- Work request
In the article below about Iran's oil minister, reproduce word for word the stretch from "Rouhani will step" through "a deal’s clinched.".

- Text shown
====================

Iran’s veteran oil minister, Bijan Namdar Zanganeh, will retire when President Hassan Rouhani’s term ends this year, closing a career that started with the birth of the Islamic Republic in 1979 and has often been defined by his country’s turbulent relationship with the US,
OPEC’s longest-serving oil minister said he won’t accept any proposal from Rouhani’s successor, who’ll be chosen during next month’s election, to continue in his post.
“If they offer me the presidency I won’t accept it, let alone the ministry,” the 68-year-old engineer told reporters in Tehran, according to state-run Shana news agency. “I won’t take another official post.”
Rouhani will step down around two months after the June 18 presidential vote, having served two terms. The polls come as the Islamic Republic and world powers hold talks in Vienna to revive a 2015 nuclear accord and ease U.S. sanctions, which have battered the economy. State-controlled National Iranian Oil Co. has been priming crude fields and customer relationships so it can increase exports if a deal’s clinched.

====================

- Provided data
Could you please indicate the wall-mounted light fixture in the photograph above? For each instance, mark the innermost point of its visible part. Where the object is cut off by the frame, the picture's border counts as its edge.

====================

- Exercise result
Rouhani will step down around two months after the June 18 presidential vote, having served two terms. The polls come as the Islamic Republic and world powers hold talks in Vienna to revive a 2015 nuclear accord and ease U.S. sanctions, which have battered the economy. State-controlled National Iranian Oil Co. has been priming crude fields and customer relationships so it can increase exports if a deal’s clinched.